-------- Excerpted records
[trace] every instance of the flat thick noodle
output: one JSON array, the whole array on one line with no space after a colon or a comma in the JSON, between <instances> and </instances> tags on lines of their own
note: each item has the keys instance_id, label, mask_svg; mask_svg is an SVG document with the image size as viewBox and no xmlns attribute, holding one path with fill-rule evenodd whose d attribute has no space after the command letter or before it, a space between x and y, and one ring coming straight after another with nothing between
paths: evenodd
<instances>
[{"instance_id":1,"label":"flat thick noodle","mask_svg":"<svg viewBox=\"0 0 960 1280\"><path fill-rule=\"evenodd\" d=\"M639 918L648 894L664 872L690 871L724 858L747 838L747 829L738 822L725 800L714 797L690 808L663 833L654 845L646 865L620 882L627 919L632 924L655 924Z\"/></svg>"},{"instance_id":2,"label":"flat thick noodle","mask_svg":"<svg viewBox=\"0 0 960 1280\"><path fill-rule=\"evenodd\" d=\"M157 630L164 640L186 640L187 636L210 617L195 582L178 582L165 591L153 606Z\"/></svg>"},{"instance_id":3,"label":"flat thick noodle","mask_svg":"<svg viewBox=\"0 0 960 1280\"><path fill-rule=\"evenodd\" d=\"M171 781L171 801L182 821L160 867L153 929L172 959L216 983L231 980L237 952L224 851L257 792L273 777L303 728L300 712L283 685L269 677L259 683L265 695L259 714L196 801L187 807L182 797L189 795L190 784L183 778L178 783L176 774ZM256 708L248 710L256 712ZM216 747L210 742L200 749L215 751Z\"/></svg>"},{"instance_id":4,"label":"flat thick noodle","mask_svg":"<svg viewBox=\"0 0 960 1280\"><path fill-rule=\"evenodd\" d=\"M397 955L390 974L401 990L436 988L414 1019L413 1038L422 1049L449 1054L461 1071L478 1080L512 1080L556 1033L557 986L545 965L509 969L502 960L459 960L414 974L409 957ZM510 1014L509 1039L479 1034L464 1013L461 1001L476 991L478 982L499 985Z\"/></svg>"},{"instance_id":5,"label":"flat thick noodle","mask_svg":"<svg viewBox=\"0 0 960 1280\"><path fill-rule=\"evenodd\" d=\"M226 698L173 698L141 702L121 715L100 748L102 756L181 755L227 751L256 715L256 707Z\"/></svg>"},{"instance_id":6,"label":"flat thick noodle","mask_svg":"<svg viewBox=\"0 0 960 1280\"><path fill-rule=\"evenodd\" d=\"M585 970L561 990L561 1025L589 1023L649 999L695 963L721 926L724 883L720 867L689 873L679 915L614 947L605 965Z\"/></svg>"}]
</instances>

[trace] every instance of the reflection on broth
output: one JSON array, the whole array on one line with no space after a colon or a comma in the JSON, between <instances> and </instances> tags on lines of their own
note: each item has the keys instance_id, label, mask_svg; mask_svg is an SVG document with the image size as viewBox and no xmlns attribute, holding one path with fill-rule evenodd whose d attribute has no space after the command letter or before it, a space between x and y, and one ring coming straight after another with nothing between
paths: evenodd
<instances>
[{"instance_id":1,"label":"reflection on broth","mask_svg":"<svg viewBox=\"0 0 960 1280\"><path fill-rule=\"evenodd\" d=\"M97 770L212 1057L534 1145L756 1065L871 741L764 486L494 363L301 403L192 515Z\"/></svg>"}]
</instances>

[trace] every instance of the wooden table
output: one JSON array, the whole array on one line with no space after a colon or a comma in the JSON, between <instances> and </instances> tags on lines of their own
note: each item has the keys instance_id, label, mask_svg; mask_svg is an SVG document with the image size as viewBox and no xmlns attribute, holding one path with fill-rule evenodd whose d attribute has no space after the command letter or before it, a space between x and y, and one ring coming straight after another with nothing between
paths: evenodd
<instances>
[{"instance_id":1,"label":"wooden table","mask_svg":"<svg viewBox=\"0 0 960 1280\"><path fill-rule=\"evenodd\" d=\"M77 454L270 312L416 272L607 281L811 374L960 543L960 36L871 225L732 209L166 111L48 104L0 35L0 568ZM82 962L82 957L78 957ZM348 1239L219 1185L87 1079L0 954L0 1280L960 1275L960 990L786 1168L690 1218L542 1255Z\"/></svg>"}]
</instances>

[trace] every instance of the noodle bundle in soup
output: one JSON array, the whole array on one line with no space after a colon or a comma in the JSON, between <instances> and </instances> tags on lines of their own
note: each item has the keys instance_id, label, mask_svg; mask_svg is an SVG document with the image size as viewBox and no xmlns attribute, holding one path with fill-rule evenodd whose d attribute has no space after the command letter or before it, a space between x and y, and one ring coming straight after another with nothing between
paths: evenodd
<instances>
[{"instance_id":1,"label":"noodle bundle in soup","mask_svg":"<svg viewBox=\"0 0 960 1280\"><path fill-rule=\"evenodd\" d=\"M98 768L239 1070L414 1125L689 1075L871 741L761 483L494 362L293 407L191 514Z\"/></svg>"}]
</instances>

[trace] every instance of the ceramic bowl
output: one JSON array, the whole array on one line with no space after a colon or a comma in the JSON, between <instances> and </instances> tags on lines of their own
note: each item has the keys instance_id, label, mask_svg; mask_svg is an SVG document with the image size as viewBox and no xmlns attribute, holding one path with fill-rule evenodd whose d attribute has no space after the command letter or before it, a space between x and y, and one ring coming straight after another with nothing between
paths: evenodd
----------------
» Exercise details
Exact repetition of every record is required.

» Written reply
[trace] every instance of the flat thick noodle
output: one JSON array, the whole array on one line with no space after a colon or a comma in the JSON, between <instances> and </instances> tags on lines of their own
note: each item has the keys instance_id, label, mask_svg; mask_svg is an SVG document with the image size as viewBox and no xmlns attribute, holding one path with fill-rule evenodd whose d attribute has no space after the command letter or before it, a space between x and y, and one ring coming straight after another with nothing between
paths: evenodd
<instances>
[{"instance_id":1,"label":"flat thick noodle","mask_svg":"<svg viewBox=\"0 0 960 1280\"><path fill-rule=\"evenodd\" d=\"M639 918L648 894L664 872L690 871L724 858L747 838L747 829L738 822L725 800L714 797L690 808L663 833L654 845L646 865L620 882L627 919L632 924L655 924Z\"/></svg>"},{"instance_id":2,"label":"flat thick noodle","mask_svg":"<svg viewBox=\"0 0 960 1280\"><path fill-rule=\"evenodd\" d=\"M157 630L164 640L186 640L187 636L210 617L195 582L178 582L165 591L153 606Z\"/></svg>"},{"instance_id":3,"label":"flat thick noodle","mask_svg":"<svg viewBox=\"0 0 960 1280\"><path fill-rule=\"evenodd\" d=\"M171 781L171 801L182 821L160 867L153 929L172 959L216 983L231 980L237 952L224 851L257 792L273 777L303 728L300 712L283 685L269 677L259 683L265 695L259 714L196 801L187 807L182 797L189 795L190 784L183 778L178 783L176 774ZM256 708L248 710L256 712ZM216 747L210 742L200 749L215 751Z\"/></svg>"},{"instance_id":4,"label":"flat thick noodle","mask_svg":"<svg viewBox=\"0 0 960 1280\"><path fill-rule=\"evenodd\" d=\"M397 955L390 974L401 990L436 988L414 1019L413 1038L422 1049L449 1054L461 1071L478 1080L512 1080L556 1033L557 986L545 965L509 969L502 960L459 960L414 974L409 957ZM510 1014L509 1039L479 1034L464 1013L461 1001L476 991L478 982L499 985Z\"/></svg>"},{"instance_id":5,"label":"flat thick noodle","mask_svg":"<svg viewBox=\"0 0 960 1280\"><path fill-rule=\"evenodd\" d=\"M226 698L173 698L141 702L121 715L100 748L102 756L181 755L227 751L256 715L256 707Z\"/></svg>"},{"instance_id":6,"label":"flat thick noodle","mask_svg":"<svg viewBox=\"0 0 960 1280\"><path fill-rule=\"evenodd\" d=\"M585 970L561 990L561 1025L589 1023L649 999L695 963L721 926L724 883L720 867L689 873L679 915L614 947L605 965Z\"/></svg>"}]
</instances>

[trace] every instance of the reflection on broth
output: one JSON array, the whole array on one line with no space after a colon or a comma in the JSON, between <instances> and </instances> tags on lines of their own
note: each item has the keys instance_id, label, mask_svg; mask_svg is an SVG document with the image size as viewBox and no xmlns attribute, holding one path with fill-rule evenodd whose d attribute has no space after the command letter or before it, a space between x and y, and one ring coming straight after another with nothing between
paths: evenodd
<instances>
[{"instance_id":1,"label":"reflection on broth","mask_svg":"<svg viewBox=\"0 0 960 1280\"><path fill-rule=\"evenodd\" d=\"M97 770L212 1057L534 1145L756 1065L871 741L764 486L494 363L301 403L192 515Z\"/></svg>"}]
</instances>

[trace] every instance of the wooden table
output: one JSON array, the whole array on one line with no space after a colon or a comma in the JSON, between <instances> and </instances> tags on lines of their own
note: each item has the keys instance_id, label, mask_svg; mask_svg is an SVG document with the image size as viewBox and no xmlns attribute, holding one path with fill-rule evenodd whose d attribute has no space after the command letter or before it, a space between x and y, and one ring coming straight after another with nothing between
paths: evenodd
<instances>
[{"instance_id":1,"label":"wooden table","mask_svg":"<svg viewBox=\"0 0 960 1280\"><path fill-rule=\"evenodd\" d=\"M77 454L270 312L416 272L607 281L811 374L960 543L960 36L871 225L732 209L166 111L48 104L0 35L0 568ZM82 962L82 957L78 957ZM348 1239L219 1185L87 1079L0 954L0 1280L960 1275L960 990L786 1168L690 1218L542 1255Z\"/></svg>"}]
</instances>

[trace] every instance of the noodle bundle in soup
output: one JSON array, the whole array on one line with no space after a colon or a comma in the JSON, between <instances> and </instances> tags on lines of their own
note: each item has the keys instance_id, label, mask_svg; mask_svg is an SVG document with the image size as viewBox and no xmlns attribute, holding one path with fill-rule evenodd whose d attribute has no space after the command letter or before it, a space between x and y, and one ring coming straight after another with nothing between
paths: evenodd
<instances>
[{"instance_id":1,"label":"noodle bundle in soup","mask_svg":"<svg viewBox=\"0 0 960 1280\"><path fill-rule=\"evenodd\" d=\"M98 768L239 1070L414 1125L689 1075L871 741L761 483L494 362L293 407L191 514Z\"/></svg>"}]
</instances>

[trace] every instance of the ceramic bowl
output: one JSON array, the whole array on one line with no space after a colon or a comma in the JSON, between <instances> and </instances> tags on lines of their own
note: each item has the keys instance_id, label, mask_svg; mask_svg is an SVG document with the image size as viewBox and no xmlns attribute, holding one path with fill-rule evenodd whose d attribute has no space after the command letter or before it, a space between x and y, and one ring coming straight after another with nothing between
paths: evenodd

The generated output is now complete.